| ABOUT THIS EXERCISE |
Every record here must be copied exactly, except for the images it holds.

| Photo-based referring expression data |

++++++

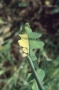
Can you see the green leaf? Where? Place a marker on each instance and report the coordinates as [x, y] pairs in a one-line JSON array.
[[34, 43]]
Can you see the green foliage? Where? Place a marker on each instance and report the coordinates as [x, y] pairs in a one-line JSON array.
[[34, 42]]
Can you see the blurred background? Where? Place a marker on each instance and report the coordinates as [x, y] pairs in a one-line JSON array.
[[43, 17]]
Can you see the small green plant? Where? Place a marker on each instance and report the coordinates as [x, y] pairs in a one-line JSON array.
[[29, 42]]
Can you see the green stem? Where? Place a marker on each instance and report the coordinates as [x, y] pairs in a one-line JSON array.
[[35, 74]]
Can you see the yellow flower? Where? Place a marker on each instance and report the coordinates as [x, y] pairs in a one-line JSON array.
[[23, 42]]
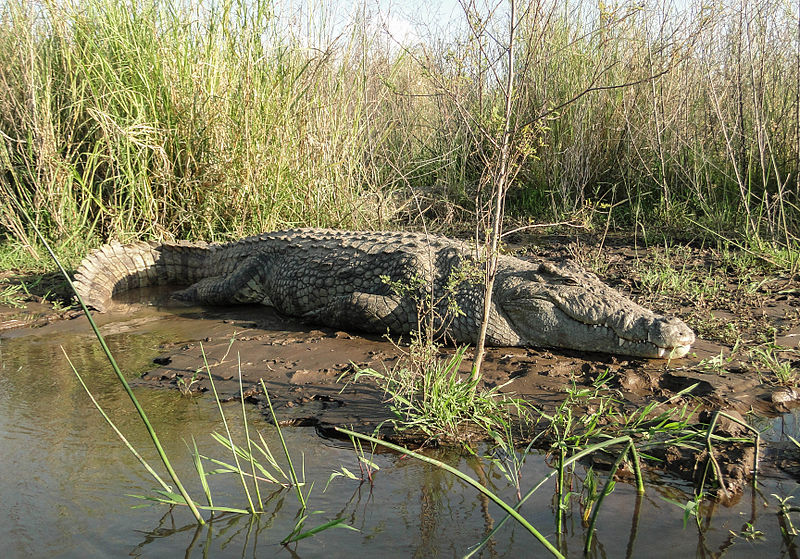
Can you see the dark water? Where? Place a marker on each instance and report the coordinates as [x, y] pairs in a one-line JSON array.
[[65, 478]]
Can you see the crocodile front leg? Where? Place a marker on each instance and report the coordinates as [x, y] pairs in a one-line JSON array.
[[245, 285]]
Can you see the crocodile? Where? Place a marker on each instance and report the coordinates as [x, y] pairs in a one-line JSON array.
[[375, 282]]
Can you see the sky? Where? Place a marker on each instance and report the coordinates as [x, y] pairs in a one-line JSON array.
[[403, 21]]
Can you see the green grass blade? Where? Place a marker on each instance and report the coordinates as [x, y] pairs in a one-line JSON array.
[[467, 479], [295, 481]]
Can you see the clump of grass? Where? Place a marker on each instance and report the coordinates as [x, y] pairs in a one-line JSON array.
[[432, 396]]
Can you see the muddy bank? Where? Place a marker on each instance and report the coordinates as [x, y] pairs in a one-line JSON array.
[[747, 318]]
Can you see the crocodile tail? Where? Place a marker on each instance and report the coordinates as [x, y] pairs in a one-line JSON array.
[[114, 268]]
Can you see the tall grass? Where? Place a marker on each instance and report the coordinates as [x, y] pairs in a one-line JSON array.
[[212, 120]]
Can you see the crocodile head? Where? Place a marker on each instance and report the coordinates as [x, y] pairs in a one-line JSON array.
[[561, 305]]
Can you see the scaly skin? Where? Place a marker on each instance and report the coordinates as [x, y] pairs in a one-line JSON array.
[[350, 280]]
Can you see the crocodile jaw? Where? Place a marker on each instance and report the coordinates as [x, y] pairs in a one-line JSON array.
[[563, 306], [541, 323]]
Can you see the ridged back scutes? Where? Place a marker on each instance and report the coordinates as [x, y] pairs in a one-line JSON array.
[[115, 268]]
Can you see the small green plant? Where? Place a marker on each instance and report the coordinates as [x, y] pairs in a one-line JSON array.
[[782, 370], [11, 295], [691, 508], [185, 386], [366, 464], [748, 533], [505, 456]]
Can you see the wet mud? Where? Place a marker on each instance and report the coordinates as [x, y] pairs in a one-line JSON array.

++++++

| ANSWER SPACE |
Can you see the green leaf? Where? Place a marker on each instance and report the coordinates as [x, y] pairs in a one-line JSON array.
[[34, 43]]
Can you see the green foliage? Where? Place a marker on each instance and report the coordinates as [x, y] pairs in a one-line JSON array.
[[34, 42]]
Can you see the blurred background? Where? Place a marker on each instance and report the coordinates as [x, y] pairs in a one-line JSON array.
[[43, 17]]
Can you see the small green plant? Where? Place a marker on each instance and report the coordinates as [x, y] pairs in a one-line JSON array.
[[29, 42]]
Can you see the green stem? Where? Place a marker on each instance and report the coordinates as [x, y] pairs in a one-line JSON array.
[[35, 74]]
Can you see the yellow flower? Where? Place a marker on each instance and report the coordinates as [x, y] pairs in a one-line JSON array.
[[23, 42]]
Can you see the dark water? Where? Place a marker on each instance and report the coordinates as [x, y] pairs in a one-line JSON array.
[[65, 478]]
Can you see the crocodile front leg? Where? Place a marker on each instance and report the coordinates as [x, y] pairs in a one-line JSON array.
[[245, 285]]
Can you see the crocodile? Where? Place a marker on each instance and report the coordinates as [x, y] pairs in a one-line JSON array.
[[375, 282]]
Can you see the sky? Where? Place a marker on each instance and report the coordinates as [x, y] pairs in a one-line JSON array.
[[403, 21]]
Can you see the green grass blade? Where? Place a marker on each instance and report the coordinates as [x, y] pairs in a one-line JSON array.
[[467, 479], [295, 481]]
Can you see the clump of grass? Where? Place a marker on each instance and report the coordinates as [x, y] pairs in a one-line JSON array.
[[432, 396]]
Can you see the muddy bank? Where? Place a marker on each instance and report the coordinates as [x, y] pairs in a one-line JSON array.
[[747, 318]]
Can you see the crocodile tail? Where? Place a marker on each instance and report the coordinates as [x, y] pairs in a one-line JSON array.
[[114, 268]]
Can you see the tall grass? Where? Place a marker on each instance and report the coordinates as [x, y] pairs in a one-line JSON array.
[[212, 120]]
Can you see the crocodile head? Where? Place a marker on each instance and report the coordinates as [x, y] pairs in a one-line JSON array.
[[561, 305]]
Can you see the scaly skin? Where? Place a marker on each instance and report the coordinates as [x, y] pairs in a one-line JSON array.
[[350, 280]]
Can you see the crocodile jaw? Where? Place a marker on each instance and report the coordinates as [x, y] pairs in a one-line JSON array.
[[563, 306], [541, 323]]
Can you see the ridged back scutes? Where? Place a marker on each instance and report the coordinates as [x, y] pairs in a one-line JSON array.
[[115, 268]]
Can you see the small green plant? Where? Place a marker on each instance and report the coordinates as [x, y] pairs in a one-line JSON array.
[[782, 370], [11, 295], [691, 508], [185, 386], [366, 464], [748, 533], [505, 456]]
Can you see the wet mud? Where? Place a marker on each instance and report the coordinates as [x, y] pairs in a one-line JSON array.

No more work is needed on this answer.